ABOUT THIS TASK = From the line containing "Put a point on every instance of the construction" to the final line of the material below, copy each line exactly, including both endpoints, and leave out all other lines.
----
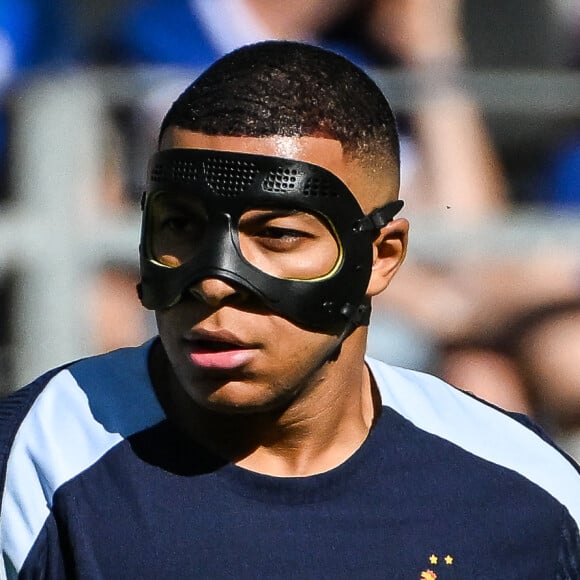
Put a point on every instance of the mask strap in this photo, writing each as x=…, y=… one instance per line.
x=379, y=217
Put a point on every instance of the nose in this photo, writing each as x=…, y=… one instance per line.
x=216, y=292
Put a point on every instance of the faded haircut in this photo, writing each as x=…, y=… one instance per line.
x=291, y=89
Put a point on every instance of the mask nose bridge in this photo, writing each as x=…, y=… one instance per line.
x=218, y=253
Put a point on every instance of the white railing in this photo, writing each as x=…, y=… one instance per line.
x=54, y=236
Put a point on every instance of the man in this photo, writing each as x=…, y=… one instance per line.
x=252, y=439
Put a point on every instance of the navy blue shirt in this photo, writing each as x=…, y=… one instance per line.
x=430, y=494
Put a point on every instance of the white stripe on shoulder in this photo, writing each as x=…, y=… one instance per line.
x=438, y=408
x=81, y=414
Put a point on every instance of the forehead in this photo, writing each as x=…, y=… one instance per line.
x=326, y=153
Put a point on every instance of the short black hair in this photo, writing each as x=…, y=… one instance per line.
x=290, y=89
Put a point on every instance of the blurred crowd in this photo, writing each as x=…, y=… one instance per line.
x=503, y=327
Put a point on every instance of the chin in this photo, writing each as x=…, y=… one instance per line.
x=236, y=399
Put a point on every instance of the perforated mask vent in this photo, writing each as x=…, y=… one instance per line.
x=229, y=177
x=177, y=171
x=316, y=187
x=282, y=180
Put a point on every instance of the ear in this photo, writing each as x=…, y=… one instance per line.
x=389, y=250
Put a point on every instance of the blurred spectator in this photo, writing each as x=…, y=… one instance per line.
x=449, y=162
x=529, y=365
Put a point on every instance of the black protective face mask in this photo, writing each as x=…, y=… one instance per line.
x=288, y=231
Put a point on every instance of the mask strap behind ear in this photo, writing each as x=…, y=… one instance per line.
x=379, y=217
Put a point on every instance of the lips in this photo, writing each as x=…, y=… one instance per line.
x=219, y=350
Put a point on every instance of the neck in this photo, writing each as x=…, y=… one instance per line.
x=323, y=426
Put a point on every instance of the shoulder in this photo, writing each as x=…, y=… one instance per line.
x=505, y=439
x=58, y=426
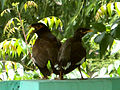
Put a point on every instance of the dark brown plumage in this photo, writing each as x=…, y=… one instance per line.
x=72, y=53
x=46, y=48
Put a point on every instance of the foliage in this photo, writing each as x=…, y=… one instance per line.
x=59, y=15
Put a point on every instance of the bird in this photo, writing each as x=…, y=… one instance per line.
x=45, y=49
x=72, y=53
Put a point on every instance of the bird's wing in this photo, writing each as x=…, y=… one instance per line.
x=64, y=53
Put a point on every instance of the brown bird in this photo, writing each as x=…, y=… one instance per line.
x=46, y=48
x=72, y=53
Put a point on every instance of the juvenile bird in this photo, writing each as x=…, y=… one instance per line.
x=46, y=48
x=72, y=53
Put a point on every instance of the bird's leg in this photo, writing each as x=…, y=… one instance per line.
x=80, y=72
x=61, y=74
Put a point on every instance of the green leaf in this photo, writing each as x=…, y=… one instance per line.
x=19, y=50
x=110, y=68
x=99, y=38
x=118, y=71
x=117, y=7
x=110, y=8
x=106, y=41
x=99, y=27
x=116, y=32
x=116, y=64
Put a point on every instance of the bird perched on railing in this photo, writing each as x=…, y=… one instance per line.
x=46, y=48
x=72, y=53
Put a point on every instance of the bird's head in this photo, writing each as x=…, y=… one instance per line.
x=39, y=27
x=81, y=32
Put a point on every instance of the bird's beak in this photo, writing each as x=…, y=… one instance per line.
x=89, y=31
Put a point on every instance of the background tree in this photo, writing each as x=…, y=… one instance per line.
x=68, y=15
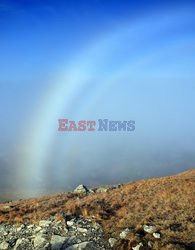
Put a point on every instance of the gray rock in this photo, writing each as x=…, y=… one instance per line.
x=80, y=246
x=138, y=246
x=112, y=241
x=45, y=223
x=124, y=233
x=156, y=235
x=81, y=189
x=82, y=230
x=150, y=244
x=40, y=242
x=22, y=244
x=57, y=242
x=149, y=229
x=102, y=190
x=4, y=245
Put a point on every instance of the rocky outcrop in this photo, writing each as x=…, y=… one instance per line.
x=77, y=233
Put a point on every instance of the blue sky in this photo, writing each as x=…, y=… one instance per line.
x=119, y=60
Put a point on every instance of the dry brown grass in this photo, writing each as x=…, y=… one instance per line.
x=166, y=202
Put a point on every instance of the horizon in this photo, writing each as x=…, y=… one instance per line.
x=129, y=60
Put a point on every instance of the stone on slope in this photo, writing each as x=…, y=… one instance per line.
x=81, y=189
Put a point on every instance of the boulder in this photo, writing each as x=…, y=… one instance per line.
x=81, y=189
x=149, y=229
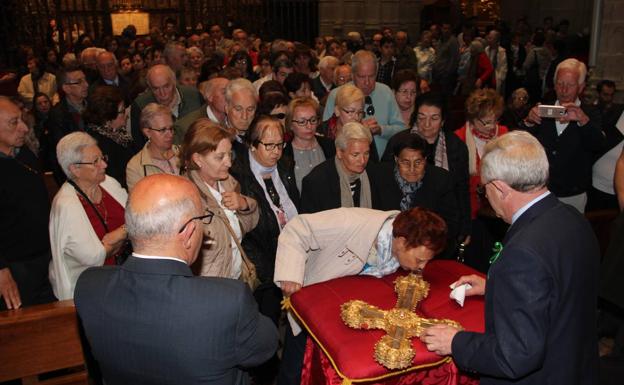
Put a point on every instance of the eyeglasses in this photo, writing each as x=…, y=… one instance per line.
x=370, y=109
x=206, y=219
x=407, y=92
x=481, y=188
x=408, y=164
x=103, y=158
x=163, y=130
x=303, y=122
x=272, y=146
x=356, y=113
x=77, y=82
x=487, y=124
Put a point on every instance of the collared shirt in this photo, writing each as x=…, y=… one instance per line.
x=527, y=206
x=142, y=256
x=562, y=126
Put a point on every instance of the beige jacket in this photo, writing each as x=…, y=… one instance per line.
x=142, y=165
x=216, y=257
x=329, y=244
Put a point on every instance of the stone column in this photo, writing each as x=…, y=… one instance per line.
x=339, y=17
x=611, y=47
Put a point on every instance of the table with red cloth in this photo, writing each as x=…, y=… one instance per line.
x=337, y=354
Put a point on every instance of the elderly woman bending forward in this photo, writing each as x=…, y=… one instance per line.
x=207, y=157
x=87, y=226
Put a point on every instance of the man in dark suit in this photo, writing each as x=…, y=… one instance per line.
x=150, y=321
x=571, y=142
x=541, y=297
x=109, y=76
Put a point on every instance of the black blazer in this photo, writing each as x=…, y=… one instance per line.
x=540, y=304
x=436, y=193
x=457, y=154
x=571, y=155
x=260, y=244
x=153, y=322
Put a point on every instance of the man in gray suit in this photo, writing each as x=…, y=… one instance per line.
x=150, y=321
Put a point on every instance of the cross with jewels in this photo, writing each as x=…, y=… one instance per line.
x=394, y=350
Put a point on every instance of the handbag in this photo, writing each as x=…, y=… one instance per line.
x=248, y=269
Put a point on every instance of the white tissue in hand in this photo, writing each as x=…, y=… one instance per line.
x=459, y=293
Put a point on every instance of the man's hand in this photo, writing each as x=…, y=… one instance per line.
x=288, y=288
x=371, y=124
x=574, y=113
x=439, y=339
x=477, y=283
x=9, y=290
x=234, y=201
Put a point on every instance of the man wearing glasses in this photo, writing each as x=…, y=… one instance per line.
x=25, y=207
x=383, y=117
x=150, y=320
x=66, y=116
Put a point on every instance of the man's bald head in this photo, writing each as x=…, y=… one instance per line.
x=158, y=207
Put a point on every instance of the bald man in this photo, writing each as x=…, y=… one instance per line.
x=150, y=321
x=108, y=70
x=162, y=89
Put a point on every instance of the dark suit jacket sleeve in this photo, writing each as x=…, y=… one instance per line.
x=256, y=335
x=514, y=345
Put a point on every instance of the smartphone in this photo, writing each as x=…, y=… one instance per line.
x=546, y=111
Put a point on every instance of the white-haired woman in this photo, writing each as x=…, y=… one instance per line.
x=159, y=155
x=87, y=226
x=341, y=181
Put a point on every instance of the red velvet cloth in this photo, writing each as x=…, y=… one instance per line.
x=348, y=353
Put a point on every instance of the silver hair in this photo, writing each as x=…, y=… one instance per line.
x=360, y=57
x=238, y=85
x=150, y=111
x=574, y=65
x=352, y=131
x=163, y=220
x=327, y=60
x=69, y=150
x=516, y=158
x=168, y=70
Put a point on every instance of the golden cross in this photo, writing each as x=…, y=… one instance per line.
x=394, y=350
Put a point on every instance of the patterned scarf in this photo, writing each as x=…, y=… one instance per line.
x=408, y=190
x=117, y=135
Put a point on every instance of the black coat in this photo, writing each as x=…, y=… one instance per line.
x=571, y=155
x=457, y=154
x=320, y=189
x=436, y=193
x=540, y=304
x=260, y=244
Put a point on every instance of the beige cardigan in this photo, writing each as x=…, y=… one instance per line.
x=216, y=257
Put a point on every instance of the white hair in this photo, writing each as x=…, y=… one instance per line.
x=238, y=85
x=69, y=150
x=516, y=158
x=352, y=131
x=327, y=60
x=362, y=56
x=574, y=65
x=163, y=220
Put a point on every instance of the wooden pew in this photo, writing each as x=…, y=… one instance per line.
x=41, y=339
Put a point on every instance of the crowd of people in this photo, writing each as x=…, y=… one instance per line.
x=282, y=148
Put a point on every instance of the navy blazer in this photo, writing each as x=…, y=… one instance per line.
x=540, y=304
x=153, y=322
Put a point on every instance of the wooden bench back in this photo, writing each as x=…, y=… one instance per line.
x=41, y=339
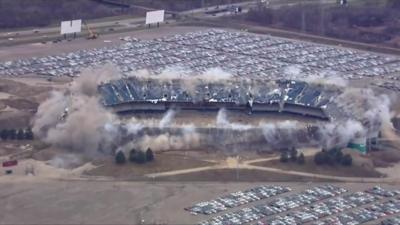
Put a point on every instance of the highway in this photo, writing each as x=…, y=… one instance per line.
x=120, y=25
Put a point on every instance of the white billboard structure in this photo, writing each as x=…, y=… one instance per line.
x=71, y=26
x=155, y=17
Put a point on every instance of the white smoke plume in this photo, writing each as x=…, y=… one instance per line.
x=75, y=119
x=86, y=126
x=223, y=122
x=330, y=79
x=167, y=119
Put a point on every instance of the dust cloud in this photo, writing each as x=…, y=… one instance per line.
x=75, y=119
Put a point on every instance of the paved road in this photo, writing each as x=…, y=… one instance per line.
x=247, y=165
x=117, y=25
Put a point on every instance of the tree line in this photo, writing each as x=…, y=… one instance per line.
x=135, y=156
x=16, y=134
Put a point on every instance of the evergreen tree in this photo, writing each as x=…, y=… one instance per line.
x=293, y=154
x=132, y=155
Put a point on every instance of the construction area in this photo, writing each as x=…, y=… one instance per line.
x=170, y=120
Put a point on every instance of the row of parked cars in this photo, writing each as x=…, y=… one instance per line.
x=365, y=215
x=236, y=199
x=326, y=205
x=278, y=205
x=242, y=54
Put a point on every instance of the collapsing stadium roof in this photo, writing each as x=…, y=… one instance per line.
x=132, y=94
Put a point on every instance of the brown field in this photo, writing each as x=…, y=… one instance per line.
x=134, y=171
x=240, y=175
x=311, y=167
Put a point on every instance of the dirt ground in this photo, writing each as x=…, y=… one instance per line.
x=133, y=171
x=311, y=167
x=240, y=175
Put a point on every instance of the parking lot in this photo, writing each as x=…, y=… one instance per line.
----
ANSWER FOR THIS EXERCISE =
Put a point on every instance of the construction area in this photo, writing each as x=…, y=… one instance per line.
x=170, y=120
Put a point on every instance of the row of parked cars in this photo, writing each as x=…, y=… one instance per line.
x=365, y=215
x=236, y=199
x=326, y=205
x=278, y=205
x=242, y=54
Put a point on every instance of the collapsing stadium roof in this photo, writing each as x=…, y=… one instance per line.
x=132, y=94
Put a point on every instance of the brown field in this photo, writing each as x=…, y=… one instance per line.
x=134, y=171
x=240, y=175
x=311, y=167
Put a point on every instance of the dirt ground in this photo, writing each as x=…, y=… one instance per line.
x=133, y=171
x=311, y=167
x=240, y=175
Put a point on every instance of the parking lot in this photo, writing each as x=…, y=… one instance per line.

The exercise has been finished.